**PASSAGE SHOWN**:
"""

Discovery. The Sales Navigator search returns hundreds of profiles per run, and Jack scans deeper than I ever did manually — page four, page five, past the first-name founders and into the operators-with-thin-profiles who are actually shipping the interesting product decisions. I would have skimmed page one and stopped. Jack finds prospects on page four that turned into two of the five replies. The depth is a compounding advantage that a tired human at the same seat would not maintain across ninety days.
Anchor-hunting. The one part of first-touch that fatigue destroys is the reading — pulling a specific public signal from each profile and their company page in under a minute per lead. Jack does this cold, at seven in the morning, at a quality that beats my Friday-evening version. The messages are worse than the best ones I have ever written, better than the median ones I have ever written, and consistent, which is what matters at volume.
Memory. Every prospect Jack touches gets a durable file that logs when we last touched, what angle we tried, what the profile said at the time, and what the reply state is. A month later I know without reconstructing that Andy was the peer thread on the Monday post, that Feng replied on Tuesday with "tell me more," that the two Evri leads went silent after four days and were logged cold-stalled on Fri twenty-six. No follow-up window gets dropped because the memory file remembers.
Those three — discovery, anchor-hunting, memory — are the parts I would not go back to a human on if you paid me to. They are worth the whole build even at the reply rate.
#The three parts Jack could not touch
Timing. The cron sends on a schedule. Prospects reply when they are ready. Those two clocks are not correlated. Ninety days in I have found no signal that reliably predicts a prospect's readiness window more than two weeks out. The best I can do is push a follow-up window on a warm signal and hope the second touch lands inside the ten days after the first read. Jack made this hygiene work reliably. He did not make it work causally.
Judgment on whether a warm signal is real or noise. A profile view. An accept without a reply. A public comment. Every one of these produces a decision — do I treat this as a warm signal and escalate, or as an intent-only touch and stay silent. Jack surfaces every signal. I still have to sort them, and the sorting takes a level of context — who does this person report to, what did they just ship, what is happening at their company right now — that Jack cannot piece together across three engines and a Sales Nav profile alone. I do this part myself, at a rate of maybe fifteen minutes per morning, and I have not automated it because every attempt has produced the same failure mode: the automation elevates the wrong signal about one time in five.

"""

**STORED RECORDS**:
"""

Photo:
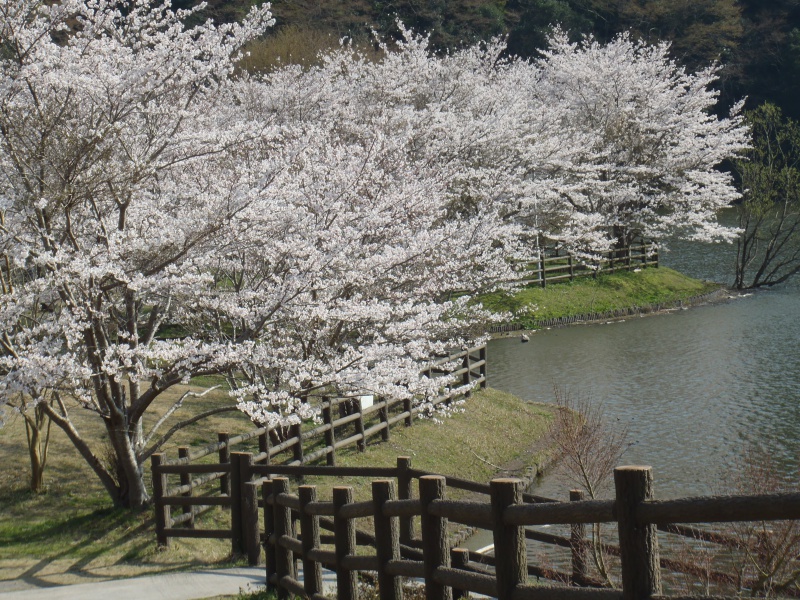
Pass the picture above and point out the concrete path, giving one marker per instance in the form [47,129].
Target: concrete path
[171,586]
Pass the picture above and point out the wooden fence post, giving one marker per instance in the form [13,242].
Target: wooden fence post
[265,445]
[466,378]
[309,529]
[578,544]
[251,534]
[186,479]
[163,519]
[638,544]
[284,558]
[509,540]
[345,535]
[236,504]
[435,545]
[297,449]
[362,443]
[482,356]
[404,492]
[543,274]
[384,416]
[330,437]
[269,531]
[408,407]
[387,540]
[459,557]
[224,459]
[240,473]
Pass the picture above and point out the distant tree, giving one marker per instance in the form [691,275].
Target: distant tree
[768,248]
[642,143]
[297,230]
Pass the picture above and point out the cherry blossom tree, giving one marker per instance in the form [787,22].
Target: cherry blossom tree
[309,231]
[298,246]
[644,145]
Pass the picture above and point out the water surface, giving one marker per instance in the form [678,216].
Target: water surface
[693,387]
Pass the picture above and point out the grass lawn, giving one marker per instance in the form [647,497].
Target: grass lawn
[587,295]
[71,534]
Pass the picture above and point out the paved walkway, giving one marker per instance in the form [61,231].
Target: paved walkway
[171,586]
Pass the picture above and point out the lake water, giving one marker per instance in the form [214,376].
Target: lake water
[693,387]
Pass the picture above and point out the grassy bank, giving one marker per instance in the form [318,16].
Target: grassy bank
[72,535]
[587,295]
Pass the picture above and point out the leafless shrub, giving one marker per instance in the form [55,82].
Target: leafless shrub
[588,450]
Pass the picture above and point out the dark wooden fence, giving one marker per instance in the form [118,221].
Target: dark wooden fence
[200,479]
[453,572]
[553,266]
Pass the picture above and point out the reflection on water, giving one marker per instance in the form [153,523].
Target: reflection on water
[692,386]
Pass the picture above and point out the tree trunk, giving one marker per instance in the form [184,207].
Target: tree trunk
[129,474]
[37,429]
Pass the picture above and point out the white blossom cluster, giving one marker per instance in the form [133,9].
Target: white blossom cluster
[307,231]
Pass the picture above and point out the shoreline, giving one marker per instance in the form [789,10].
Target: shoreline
[721,294]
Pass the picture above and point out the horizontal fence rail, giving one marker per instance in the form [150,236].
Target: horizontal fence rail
[450,572]
[553,266]
[194,487]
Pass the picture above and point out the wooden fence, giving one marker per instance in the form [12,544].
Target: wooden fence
[453,572]
[554,266]
[195,485]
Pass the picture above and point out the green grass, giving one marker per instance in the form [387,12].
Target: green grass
[495,431]
[71,534]
[587,295]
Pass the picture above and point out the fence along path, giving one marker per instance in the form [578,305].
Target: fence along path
[202,485]
[453,572]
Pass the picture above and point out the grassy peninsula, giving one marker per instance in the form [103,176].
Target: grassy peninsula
[587,295]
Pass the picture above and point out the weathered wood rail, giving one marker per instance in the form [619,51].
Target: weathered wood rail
[202,485]
[554,266]
[452,572]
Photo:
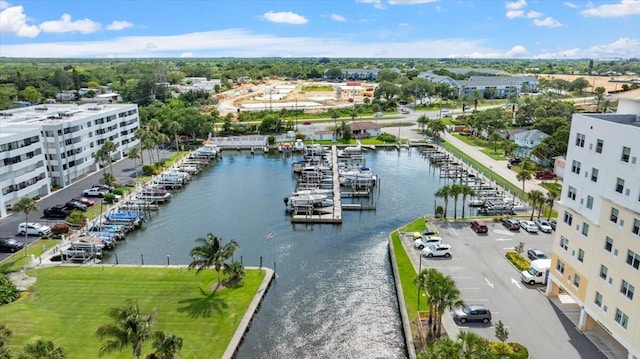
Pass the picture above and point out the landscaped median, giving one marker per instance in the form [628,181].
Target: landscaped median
[68,303]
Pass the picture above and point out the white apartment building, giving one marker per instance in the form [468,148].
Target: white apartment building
[596,250]
[67,138]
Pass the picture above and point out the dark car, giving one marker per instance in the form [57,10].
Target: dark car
[10,245]
[472,313]
[534,254]
[58,211]
[511,224]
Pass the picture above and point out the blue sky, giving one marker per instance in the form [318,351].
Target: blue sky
[330,28]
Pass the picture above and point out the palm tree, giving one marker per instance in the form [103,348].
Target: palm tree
[42,349]
[211,252]
[444,193]
[466,191]
[166,345]
[536,197]
[551,200]
[523,176]
[454,191]
[130,328]
[25,205]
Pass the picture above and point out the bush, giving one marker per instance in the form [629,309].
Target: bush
[519,261]
[60,228]
[8,291]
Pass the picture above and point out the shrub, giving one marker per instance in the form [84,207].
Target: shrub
[520,262]
[8,291]
[60,228]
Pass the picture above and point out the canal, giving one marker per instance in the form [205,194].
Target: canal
[333,296]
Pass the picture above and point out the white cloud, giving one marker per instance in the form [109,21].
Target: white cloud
[624,8]
[517,5]
[547,22]
[65,24]
[285,17]
[13,21]
[118,25]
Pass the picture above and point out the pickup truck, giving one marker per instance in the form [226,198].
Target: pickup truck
[545,175]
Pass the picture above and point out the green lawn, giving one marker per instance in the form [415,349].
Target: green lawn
[68,304]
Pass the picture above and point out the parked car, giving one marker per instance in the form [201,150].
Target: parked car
[426,241]
[437,250]
[534,254]
[10,245]
[57,211]
[479,226]
[35,229]
[472,313]
[76,205]
[84,200]
[529,226]
[543,226]
[94,192]
[511,224]
[545,175]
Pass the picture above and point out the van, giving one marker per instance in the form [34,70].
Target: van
[479,226]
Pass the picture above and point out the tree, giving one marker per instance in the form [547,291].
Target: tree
[25,205]
[444,193]
[501,332]
[211,252]
[523,176]
[535,197]
[130,328]
[42,349]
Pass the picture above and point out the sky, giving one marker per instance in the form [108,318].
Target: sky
[525,29]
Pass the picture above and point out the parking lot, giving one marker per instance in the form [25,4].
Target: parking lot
[484,276]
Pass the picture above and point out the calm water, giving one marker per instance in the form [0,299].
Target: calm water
[333,296]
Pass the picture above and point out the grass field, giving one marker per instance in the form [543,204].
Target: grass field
[68,304]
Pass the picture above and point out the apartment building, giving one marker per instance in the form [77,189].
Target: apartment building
[596,250]
[55,144]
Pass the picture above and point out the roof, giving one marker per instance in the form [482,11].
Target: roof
[364,125]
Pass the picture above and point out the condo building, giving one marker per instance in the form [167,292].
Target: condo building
[596,250]
[53,145]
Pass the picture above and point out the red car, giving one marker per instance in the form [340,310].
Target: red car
[545,175]
[84,200]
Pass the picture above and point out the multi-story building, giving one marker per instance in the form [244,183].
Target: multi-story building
[596,250]
[56,144]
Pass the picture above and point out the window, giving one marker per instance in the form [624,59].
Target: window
[589,202]
[627,289]
[575,167]
[633,259]
[614,215]
[603,272]
[626,151]
[568,218]
[621,318]
[608,244]
[620,185]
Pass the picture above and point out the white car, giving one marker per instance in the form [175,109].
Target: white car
[35,229]
[529,226]
[426,241]
[437,250]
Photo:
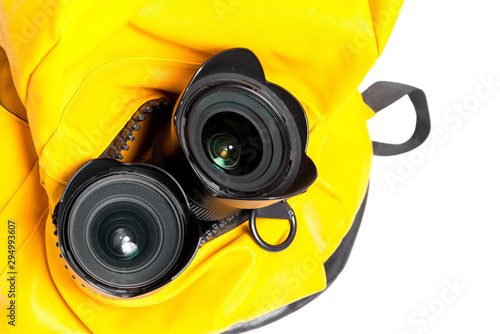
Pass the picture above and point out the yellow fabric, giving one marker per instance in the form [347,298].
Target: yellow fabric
[72,73]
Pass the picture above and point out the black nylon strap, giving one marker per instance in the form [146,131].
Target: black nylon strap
[382,94]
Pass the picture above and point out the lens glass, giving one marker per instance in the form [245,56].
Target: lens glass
[124,234]
[224,150]
[232,143]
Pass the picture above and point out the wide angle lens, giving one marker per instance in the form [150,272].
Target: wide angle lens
[224,150]
[233,143]
[236,139]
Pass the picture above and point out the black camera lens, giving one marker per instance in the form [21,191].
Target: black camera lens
[241,146]
[224,150]
[236,141]
[125,230]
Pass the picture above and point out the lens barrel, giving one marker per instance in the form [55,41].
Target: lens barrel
[125,230]
[237,141]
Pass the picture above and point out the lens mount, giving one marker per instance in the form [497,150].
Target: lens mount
[125,230]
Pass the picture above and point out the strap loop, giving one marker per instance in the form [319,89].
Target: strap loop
[381,95]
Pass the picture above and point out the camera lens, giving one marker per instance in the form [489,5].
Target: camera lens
[236,139]
[125,232]
[224,150]
[233,143]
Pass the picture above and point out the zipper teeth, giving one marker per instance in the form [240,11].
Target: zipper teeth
[120,143]
[224,226]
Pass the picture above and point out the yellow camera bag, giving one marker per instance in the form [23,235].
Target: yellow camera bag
[72,74]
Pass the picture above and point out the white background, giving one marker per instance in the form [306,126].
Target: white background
[439,225]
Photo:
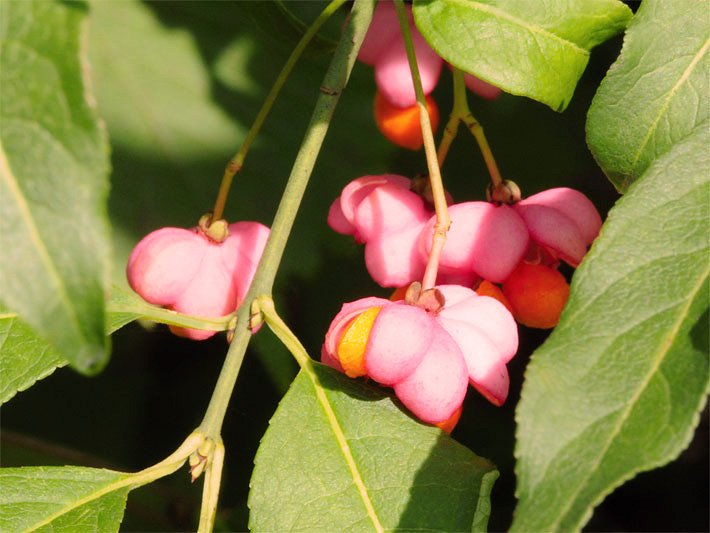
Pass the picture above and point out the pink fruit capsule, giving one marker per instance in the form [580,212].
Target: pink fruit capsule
[185,271]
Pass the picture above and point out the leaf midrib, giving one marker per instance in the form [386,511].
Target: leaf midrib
[665,347]
[664,107]
[344,447]
[36,238]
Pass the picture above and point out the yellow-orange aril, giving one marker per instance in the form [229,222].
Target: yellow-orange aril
[537,295]
[401,124]
[353,343]
[486,288]
[448,425]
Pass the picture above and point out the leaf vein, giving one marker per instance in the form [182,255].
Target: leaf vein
[669,96]
[35,236]
[535,30]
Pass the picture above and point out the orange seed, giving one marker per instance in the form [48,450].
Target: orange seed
[537,295]
[401,124]
[353,342]
[486,288]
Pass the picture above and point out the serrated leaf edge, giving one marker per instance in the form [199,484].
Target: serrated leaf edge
[53,275]
[133,480]
[669,96]
[519,22]
[344,447]
[666,345]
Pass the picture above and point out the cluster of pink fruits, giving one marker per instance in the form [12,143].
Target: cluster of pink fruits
[396,113]
[427,345]
[519,246]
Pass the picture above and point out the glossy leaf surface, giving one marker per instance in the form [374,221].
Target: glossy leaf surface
[532,49]
[656,93]
[618,386]
[66,498]
[340,455]
[53,187]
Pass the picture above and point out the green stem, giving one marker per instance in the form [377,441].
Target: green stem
[437,186]
[282,331]
[335,80]
[210,495]
[464,114]
[235,163]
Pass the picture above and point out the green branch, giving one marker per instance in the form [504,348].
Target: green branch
[235,164]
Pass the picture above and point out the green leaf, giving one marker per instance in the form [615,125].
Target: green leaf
[340,455]
[618,386]
[25,358]
[284,21]
[125,307]
[53,187]
[656,92]
[65,498]
[532,49]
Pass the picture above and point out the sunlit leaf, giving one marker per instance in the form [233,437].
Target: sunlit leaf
[53,187]
[656,93]
[618,386]
[340,455]
[533,49]
[64,498]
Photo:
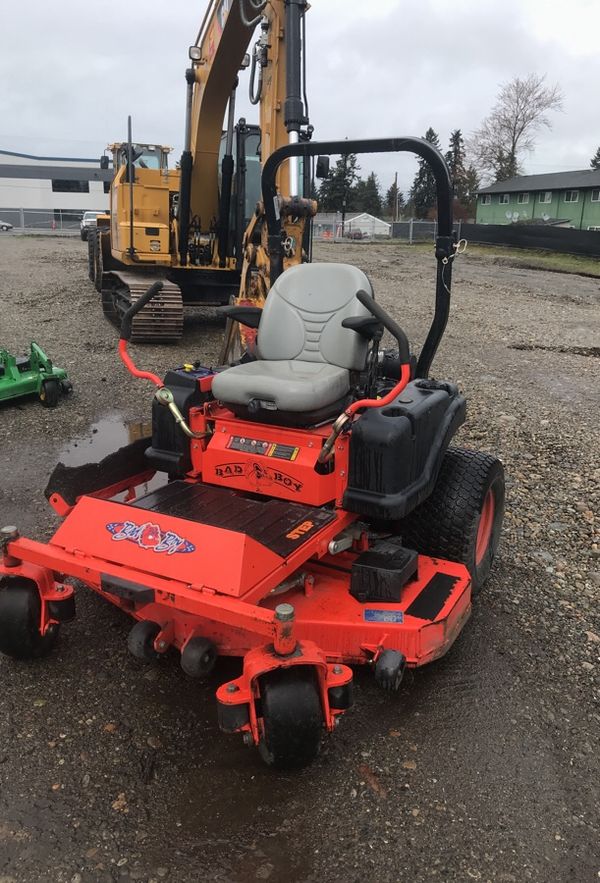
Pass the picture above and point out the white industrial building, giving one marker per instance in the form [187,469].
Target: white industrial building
[359,225]
[50,191]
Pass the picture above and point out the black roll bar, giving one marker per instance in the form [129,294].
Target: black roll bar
[444,245]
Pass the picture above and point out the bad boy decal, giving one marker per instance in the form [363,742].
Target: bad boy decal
[150,536]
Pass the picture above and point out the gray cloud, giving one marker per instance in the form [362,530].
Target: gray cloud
[72,72]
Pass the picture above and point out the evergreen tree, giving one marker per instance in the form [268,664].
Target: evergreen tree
[366,196]
[455,157]
[394,200]
[422,192]
[337,189]
[472,183]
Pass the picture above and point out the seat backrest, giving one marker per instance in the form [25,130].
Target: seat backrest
[302,317]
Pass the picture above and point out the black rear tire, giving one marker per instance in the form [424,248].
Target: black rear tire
[98,262]
[462,519]
[292,717]
[20,616]
[50,393]
[141,638]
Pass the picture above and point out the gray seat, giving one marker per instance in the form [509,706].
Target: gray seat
[305,356]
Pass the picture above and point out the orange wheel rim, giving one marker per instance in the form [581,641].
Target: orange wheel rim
[486,522]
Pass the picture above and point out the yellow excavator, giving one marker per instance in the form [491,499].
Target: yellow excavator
[200,228]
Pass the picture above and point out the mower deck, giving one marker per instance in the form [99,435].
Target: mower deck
[200,559]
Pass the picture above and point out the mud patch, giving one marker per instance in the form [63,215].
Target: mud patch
[590,351]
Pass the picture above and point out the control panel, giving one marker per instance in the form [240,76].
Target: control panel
[262,447]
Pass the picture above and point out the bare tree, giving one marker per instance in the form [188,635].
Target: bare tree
[510,130]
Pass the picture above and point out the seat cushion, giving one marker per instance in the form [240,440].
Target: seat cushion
[286,385]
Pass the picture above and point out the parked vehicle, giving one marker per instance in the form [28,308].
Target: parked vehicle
[33,374]
[88,222]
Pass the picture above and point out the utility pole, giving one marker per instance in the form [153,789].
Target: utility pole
[344,193]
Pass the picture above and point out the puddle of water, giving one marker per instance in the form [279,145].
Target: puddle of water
[106,436]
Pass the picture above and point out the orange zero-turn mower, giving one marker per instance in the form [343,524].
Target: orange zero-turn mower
[314,517]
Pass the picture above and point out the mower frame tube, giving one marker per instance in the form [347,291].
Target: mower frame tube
[444,250]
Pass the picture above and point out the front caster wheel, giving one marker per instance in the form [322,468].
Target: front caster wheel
[389,670]
[198,657]
[141,638]
[20,618]
[292,717]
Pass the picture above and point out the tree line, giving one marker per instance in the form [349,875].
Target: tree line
[345,190]
[494,152]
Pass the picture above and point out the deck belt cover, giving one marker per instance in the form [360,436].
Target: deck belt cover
[274,523]
[431,600]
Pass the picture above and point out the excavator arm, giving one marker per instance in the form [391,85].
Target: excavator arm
[217,56]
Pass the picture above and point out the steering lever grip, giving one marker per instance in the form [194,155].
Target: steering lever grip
[164,396]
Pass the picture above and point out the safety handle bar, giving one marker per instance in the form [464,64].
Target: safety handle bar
[386,320]
[136,307]
[163,395]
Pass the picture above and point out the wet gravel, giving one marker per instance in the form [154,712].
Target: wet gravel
[485,765]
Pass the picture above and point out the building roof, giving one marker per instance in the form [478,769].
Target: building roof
[553,181]
[48,158]
[336,217]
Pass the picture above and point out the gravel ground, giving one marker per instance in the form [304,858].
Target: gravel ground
[485,765]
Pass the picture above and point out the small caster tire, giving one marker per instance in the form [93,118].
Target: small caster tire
[20,616]
[50,393]
[389,670]
[141,638]
[198,657]
[292,718]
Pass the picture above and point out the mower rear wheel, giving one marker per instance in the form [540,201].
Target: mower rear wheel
[292,717]
[141,638]
[462,519]
[20,617]
[50,393]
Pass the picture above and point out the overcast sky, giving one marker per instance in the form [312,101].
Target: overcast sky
[72,71]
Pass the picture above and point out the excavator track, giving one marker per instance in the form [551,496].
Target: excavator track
[161,321]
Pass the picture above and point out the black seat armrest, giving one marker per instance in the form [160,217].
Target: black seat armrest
[249,316]
[367,326]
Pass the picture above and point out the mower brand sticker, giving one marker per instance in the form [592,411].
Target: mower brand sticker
[150,536]
[372,615]
[258,475]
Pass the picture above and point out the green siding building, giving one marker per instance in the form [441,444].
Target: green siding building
[566,199]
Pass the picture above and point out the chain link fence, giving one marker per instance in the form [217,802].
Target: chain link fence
[363,229]
[419,231]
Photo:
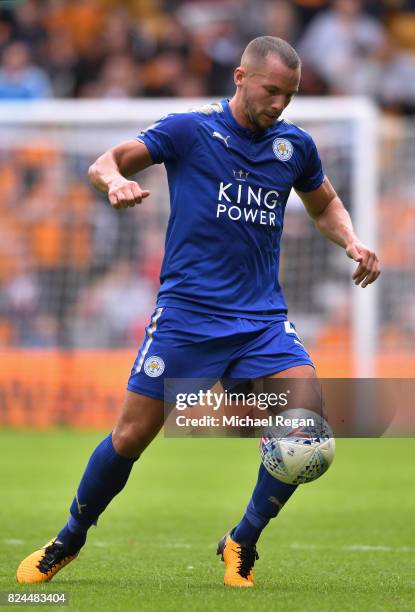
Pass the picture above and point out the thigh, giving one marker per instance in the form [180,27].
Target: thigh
[179,345]
[139,421]
[277,348]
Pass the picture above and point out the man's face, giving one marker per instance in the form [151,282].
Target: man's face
[265,90]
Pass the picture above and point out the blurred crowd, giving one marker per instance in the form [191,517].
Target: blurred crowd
[74,272]
[136,48]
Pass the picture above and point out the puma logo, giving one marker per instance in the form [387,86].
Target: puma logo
[275,501]
[80,506]
[224,138]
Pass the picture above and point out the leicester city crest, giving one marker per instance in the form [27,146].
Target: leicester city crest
[154,366]
[282,148]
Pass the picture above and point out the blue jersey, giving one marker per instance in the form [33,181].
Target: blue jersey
[228,191]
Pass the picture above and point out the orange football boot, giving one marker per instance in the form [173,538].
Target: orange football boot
[43,564]
[239,562]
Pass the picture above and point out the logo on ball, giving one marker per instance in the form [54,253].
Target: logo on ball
[282,148]
[154,366]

"""

**TO BE DONE**:
1. Print the part of the sales prospecting write-up that runs from "Those three —" to "the reply rate.".
2. In the sales prospecting write-up, turn the paragraph that begins "Timing. The cron sends on a schedule" into a short bulleted list that keeps its main facts.

**WRITTEN RESPONSES**:
1.
Those three — discovery, anchor-hunting, memory — are the parts I would not go back to a human on if you paid me to. They are worth the whole build even at the reply rate.

2.
- The cron sends on a schedule, but prospects reply when they are ready, and the two clocks are not correlated.
- After ninety days, no signal has been found that reliably predicts a prospect's readiness window more than two weeks out.
- The best option is to push a follow-up window on a warm signal and hope the second touch lands within ten days of the first read.
- Jack made this hygiene work reliably but did not make it work causally.